## 工作任务 1
你能把ICU护理往事这段文字里从“近日,北京协和医院重症医学科”一直到“灯女郎》,赞美她高贵的精神。”的部分重写一遍，并把其中的“伤员”改称“伤兵”吗？
## 工作任务 2
ICU护理往事这段文字停在了最后一句，你能从那里接着写下去吗？

近日,北京协和医院重症医学科陈德昌教授撰文,追忆协和医院加强医疗科(ICU)的护理往事,从护理角度反映了中国第一家综合ICU的发展历程。让我们跟随他饱含深情的文字,一起重温协和ICU创业、发展、壮大的历史——


世界ICU护理的起源与发展

1853年克里米亚战争爆发。1854年,弗洛伦斯·南丁格尔(Florence Nightingale,1820—1910)收到军务大臣的委托信,赶赴战地服务。她分析军事档案后发现,约16000名士兵因受伤后得不到必要的救护而死亡,远比死在战场上的人数更多。白天,她充分发挥管理和组织才能,重新整顿医院,改善伤员的生活环境和营养条件。夜间,她提灯夜巡,挨个看护伤员。她的关爱和照护令战士们深受感动,她的努力使战地医院死亡率降低2/3。美国大诗人朗费罗(Longfellow,1807—1882)为她作诗《提灯女郎》,赞美她高贵的精神。

南丁格尔是英国皇家统计学会第一名女性会员,也是美国统计学会的名誉会员。她应用统计学,分析档案资料,受到启迪。1860年,南丁格尔在伦敦建立“南丁格尔护士训练学校”。这是世界上第一所正规护校。从此,护士工作成为“专门职业”。截至1890年,南丁格尔开展了30年护理教育,培养学员1005名。南丁格尔一生中也写了多部著作。正是在她的努力带领下,护理学成为一门科学。

1859年,南丁格尔完成《医院摘要》一书,对医院管理不善、环境脏乱等问题提出批评。1863年,她写道:“把病人安置在一间由手术室毗邻的小房间里,直至病人恢复,或者至少从手术后的即刻影响中解脱出来。” “小房间”模式的提出,使“手术后恢复室”及“ICU”相继问世。

## 提取行
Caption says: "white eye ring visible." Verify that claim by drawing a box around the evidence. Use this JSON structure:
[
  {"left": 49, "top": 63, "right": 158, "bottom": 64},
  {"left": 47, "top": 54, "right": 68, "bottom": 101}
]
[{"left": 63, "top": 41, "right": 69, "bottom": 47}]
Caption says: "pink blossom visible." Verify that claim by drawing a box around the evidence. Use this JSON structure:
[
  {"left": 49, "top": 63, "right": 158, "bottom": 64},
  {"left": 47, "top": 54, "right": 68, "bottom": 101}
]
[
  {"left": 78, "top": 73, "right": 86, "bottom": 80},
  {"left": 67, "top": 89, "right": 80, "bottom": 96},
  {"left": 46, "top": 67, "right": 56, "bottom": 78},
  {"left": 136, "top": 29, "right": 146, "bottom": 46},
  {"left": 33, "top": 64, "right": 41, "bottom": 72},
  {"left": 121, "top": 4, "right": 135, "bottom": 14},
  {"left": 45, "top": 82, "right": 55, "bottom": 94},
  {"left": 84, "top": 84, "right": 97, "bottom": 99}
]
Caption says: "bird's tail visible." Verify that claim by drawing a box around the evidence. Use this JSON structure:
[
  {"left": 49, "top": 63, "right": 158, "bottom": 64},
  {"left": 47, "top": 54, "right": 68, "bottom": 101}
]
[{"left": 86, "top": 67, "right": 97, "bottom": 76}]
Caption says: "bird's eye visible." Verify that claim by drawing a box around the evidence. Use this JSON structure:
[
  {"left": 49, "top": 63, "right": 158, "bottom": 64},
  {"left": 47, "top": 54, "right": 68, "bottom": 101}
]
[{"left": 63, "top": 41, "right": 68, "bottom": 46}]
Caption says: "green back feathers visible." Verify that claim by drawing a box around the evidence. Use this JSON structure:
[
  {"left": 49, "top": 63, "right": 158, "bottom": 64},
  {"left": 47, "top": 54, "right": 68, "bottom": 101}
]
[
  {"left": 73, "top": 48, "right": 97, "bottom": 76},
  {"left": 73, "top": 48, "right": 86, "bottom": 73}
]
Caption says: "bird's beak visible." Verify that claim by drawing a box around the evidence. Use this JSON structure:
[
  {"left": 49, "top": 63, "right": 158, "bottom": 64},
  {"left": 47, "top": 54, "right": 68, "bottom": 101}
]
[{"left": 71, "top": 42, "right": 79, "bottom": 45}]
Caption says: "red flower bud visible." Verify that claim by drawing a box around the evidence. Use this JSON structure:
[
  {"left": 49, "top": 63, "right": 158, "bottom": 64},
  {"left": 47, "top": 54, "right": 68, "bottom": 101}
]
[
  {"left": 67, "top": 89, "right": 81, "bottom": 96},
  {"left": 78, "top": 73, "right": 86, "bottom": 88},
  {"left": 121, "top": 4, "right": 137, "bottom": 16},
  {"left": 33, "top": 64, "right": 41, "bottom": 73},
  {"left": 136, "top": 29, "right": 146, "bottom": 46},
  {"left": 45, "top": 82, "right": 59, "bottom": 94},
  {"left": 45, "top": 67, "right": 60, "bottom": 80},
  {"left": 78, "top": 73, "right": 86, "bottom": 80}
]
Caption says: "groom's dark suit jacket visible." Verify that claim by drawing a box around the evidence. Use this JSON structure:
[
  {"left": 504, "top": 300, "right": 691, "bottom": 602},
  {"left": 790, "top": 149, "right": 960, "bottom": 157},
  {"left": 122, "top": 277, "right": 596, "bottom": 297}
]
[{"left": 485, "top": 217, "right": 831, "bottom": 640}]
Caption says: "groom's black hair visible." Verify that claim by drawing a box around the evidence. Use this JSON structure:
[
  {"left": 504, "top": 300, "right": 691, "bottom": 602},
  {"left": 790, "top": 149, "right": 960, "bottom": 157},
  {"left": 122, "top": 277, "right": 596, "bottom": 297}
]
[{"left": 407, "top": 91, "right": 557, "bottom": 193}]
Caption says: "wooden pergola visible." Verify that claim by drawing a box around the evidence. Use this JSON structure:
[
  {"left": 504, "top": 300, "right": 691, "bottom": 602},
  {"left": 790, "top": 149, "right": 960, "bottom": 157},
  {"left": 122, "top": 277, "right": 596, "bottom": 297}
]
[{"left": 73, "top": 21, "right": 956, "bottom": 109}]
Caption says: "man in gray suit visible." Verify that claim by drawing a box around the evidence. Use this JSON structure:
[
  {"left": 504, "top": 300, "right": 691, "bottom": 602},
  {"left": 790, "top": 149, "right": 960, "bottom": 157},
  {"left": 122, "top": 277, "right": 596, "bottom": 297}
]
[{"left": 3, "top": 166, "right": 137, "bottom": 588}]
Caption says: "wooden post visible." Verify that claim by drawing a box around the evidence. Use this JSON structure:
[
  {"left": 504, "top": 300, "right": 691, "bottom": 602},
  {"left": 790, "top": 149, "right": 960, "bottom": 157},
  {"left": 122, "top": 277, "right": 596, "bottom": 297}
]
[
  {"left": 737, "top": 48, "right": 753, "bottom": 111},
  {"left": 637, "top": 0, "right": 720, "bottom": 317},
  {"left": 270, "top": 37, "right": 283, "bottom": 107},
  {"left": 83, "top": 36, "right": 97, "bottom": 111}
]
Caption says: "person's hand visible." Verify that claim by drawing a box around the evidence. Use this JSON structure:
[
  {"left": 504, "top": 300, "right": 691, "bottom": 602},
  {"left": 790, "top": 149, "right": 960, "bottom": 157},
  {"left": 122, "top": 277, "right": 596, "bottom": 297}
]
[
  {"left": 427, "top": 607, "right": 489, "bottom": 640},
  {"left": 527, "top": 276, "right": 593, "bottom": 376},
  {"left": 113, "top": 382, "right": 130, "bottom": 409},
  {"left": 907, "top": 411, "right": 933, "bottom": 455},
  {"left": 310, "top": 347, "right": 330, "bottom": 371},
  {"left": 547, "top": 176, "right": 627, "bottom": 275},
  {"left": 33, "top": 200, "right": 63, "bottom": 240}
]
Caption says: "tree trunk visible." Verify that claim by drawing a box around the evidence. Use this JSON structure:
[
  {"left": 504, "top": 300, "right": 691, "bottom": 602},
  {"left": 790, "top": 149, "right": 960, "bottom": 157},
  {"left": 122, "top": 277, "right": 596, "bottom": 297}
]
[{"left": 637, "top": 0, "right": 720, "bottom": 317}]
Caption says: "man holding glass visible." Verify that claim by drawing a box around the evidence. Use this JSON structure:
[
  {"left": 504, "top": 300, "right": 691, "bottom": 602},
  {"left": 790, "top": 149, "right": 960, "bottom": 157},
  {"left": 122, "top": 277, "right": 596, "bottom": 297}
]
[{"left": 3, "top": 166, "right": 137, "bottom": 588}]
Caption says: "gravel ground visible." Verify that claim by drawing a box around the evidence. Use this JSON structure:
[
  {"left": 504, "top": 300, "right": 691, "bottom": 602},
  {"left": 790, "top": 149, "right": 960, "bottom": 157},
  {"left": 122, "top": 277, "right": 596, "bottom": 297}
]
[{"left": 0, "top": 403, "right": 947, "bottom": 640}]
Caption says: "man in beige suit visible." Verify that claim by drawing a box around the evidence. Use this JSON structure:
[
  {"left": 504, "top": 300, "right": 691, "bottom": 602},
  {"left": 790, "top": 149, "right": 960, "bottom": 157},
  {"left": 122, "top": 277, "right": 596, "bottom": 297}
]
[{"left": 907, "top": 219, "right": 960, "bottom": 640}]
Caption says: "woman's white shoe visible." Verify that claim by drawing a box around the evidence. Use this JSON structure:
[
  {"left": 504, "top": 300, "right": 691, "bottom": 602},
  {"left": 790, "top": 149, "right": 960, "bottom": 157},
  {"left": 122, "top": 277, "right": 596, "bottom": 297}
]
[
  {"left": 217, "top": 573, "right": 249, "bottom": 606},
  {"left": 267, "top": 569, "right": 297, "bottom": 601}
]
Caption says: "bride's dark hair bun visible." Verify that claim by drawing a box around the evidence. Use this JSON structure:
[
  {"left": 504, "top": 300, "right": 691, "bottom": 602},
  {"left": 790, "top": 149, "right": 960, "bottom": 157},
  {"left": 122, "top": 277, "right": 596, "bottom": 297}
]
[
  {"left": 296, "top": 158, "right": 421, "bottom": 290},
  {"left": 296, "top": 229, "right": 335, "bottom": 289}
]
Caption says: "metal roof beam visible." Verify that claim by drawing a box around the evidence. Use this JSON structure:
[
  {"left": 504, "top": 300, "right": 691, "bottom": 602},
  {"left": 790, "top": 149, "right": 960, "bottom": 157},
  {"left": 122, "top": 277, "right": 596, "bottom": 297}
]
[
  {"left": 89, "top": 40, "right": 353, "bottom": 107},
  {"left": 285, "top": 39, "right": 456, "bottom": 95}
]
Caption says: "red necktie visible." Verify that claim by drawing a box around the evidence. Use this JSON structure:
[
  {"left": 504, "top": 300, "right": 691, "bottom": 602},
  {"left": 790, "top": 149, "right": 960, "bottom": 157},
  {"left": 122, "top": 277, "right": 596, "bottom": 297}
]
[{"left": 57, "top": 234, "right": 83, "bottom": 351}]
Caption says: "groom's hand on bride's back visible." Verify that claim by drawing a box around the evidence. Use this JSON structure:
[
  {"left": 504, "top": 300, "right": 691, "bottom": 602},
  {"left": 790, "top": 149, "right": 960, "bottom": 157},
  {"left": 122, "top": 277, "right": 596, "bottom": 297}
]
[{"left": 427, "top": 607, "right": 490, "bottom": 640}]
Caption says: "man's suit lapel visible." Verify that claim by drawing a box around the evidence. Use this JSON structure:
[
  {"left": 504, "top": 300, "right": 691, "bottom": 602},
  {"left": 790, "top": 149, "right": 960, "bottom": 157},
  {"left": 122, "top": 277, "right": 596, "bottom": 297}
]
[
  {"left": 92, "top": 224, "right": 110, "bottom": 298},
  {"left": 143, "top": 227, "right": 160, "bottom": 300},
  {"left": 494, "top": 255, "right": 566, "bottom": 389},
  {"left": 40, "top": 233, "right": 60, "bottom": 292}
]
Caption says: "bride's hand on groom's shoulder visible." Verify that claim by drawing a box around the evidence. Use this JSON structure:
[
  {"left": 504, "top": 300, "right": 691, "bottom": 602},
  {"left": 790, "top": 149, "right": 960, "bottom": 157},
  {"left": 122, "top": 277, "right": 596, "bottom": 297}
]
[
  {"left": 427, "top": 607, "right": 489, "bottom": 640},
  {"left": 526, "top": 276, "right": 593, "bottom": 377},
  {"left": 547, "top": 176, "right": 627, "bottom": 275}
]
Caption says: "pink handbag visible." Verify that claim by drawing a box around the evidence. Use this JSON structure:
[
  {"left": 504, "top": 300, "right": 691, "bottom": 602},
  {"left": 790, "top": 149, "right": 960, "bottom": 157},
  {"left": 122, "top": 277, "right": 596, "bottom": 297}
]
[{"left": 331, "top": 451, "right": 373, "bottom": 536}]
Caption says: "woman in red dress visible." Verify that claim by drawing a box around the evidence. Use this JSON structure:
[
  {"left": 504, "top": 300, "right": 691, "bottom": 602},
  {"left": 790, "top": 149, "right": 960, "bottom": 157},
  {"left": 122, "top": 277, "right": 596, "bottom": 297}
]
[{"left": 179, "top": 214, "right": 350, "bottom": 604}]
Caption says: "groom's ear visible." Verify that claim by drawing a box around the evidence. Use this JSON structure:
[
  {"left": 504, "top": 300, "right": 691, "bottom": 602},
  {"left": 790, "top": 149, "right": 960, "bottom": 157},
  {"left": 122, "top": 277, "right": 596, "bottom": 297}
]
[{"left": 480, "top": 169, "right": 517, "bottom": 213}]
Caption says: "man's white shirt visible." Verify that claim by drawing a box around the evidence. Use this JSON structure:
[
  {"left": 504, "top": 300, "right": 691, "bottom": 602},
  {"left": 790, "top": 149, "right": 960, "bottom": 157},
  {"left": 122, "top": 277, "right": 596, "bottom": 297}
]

## 最终答案 1
近日,北京协和医院重症医学科陈德昌教授撰文,追忆协和医院加强医疗科(ICU)的护理往事,从护理角度反映了中国第一家综合ICU的发展历程。让我们跟随他饱含深情的文字,一起重温协和ICU创业、发展、壮大的历史——


世界ICU护理的起源与发展

1853年克里米亚战争爆发。1854年,弗洛伦斯·南丁格尔(Florence Nightingale,1820—1910)收到军务大臣的委托信,赶赴战地服务。她分析军事档案后发现,约16000名士兵因受伤后得不到必要的救护而死亡,远比死在战场上的人数更多。白天,她充分发挥管理和组织才能,重新整顿医院,改善伤兵的生活环境和营养条件。夜间,她提灯夜巡,挨个看护伤兵。她的关爱和照护令战士们深受感动,她的努力使战地医院死亡率降低2/3。美国大诗人朗费罗(Longfellow,1807—1882)为她作诗《提灯女郎》,赞美她高贵的精神。

## 最终答案 2
南丁格尔提灯夜巡的精神对今天的ICU护士仍然有着指导意义。即便有多种高科技的监测仪,ICU护士也不能因此离开床旁,错失发现患者病情变化的时机。

近年来,血液透析、ECMO等先进技术相继应用于临床,护理学被提升到新的高度。1976年,美国为经过考核的ICU护士颁发证书。2002年,美国南加利福尼亚大学 Maureen Harvey当选美国危重医学会(SCCM )主席,也是第一位护士当选该职位。这样的成就令世人瞩目。


我国ICU护理的起源与发展

1979年,我赴巴黎学习现代重症医学知识时才知道,没有床边监测仪、呼吸机等新技术装备,不可能建立ICU。ICU要取得成功,还必须有一支勤奋的、受过专业训练的护士团队来完成大量工作。1958年彼得·沙法(Peter Safar)在创建第一家ICU之初,规定ICU护士必须在危重病人集中的病房接受“有组织的培训”(organizational learning)。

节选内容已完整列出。